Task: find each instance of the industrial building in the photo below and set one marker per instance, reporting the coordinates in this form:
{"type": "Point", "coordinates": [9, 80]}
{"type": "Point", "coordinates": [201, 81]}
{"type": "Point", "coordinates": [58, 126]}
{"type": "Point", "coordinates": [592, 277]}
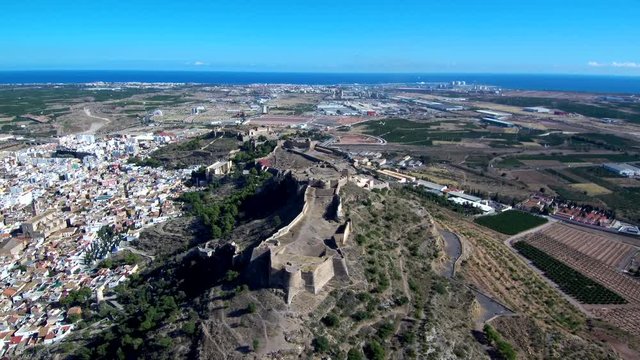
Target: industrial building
{"type": "Point", "coordinates": [537, 109]}
{"type": "Point", "coordinates": [494, 114]}
{"type": "Point", "coordinates": [496, 122]}
{"type": "Point", "coordinates": [622, 169]}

**Task description**
Put every line of the records above into a JSON list of strings, one string per line, leaving out blank lines and the pictures.

**The result**
[
  "Task: find each instance of the industrial building in the photo below and set one marker per instance, reporting the coordinates in this form:",
  "{\"type\": \"Point\", \"coordinates\": [9, 80]}",
  "{\"type\": \"Point\", \"coordinates\": [201, 81]}",
  "{\"type\": \"Point\", \"coordinates\": [58, 126]}",
  "{\"type\": \"Point\", \"coordinates\": [592, 277]}",
  "Target: industrial building",
  "{\"type\": \"Point\", \"coordinates\": [537, 109]}",
  "{\"type\": \"Point\", \"coordinates\": [494, 114]}",
  "{\"type\": \"Point\", \"coordinates\": [496, 122]}",
  "{\"type\": \"Point\", \"coordinates\": [622, 169]}"
]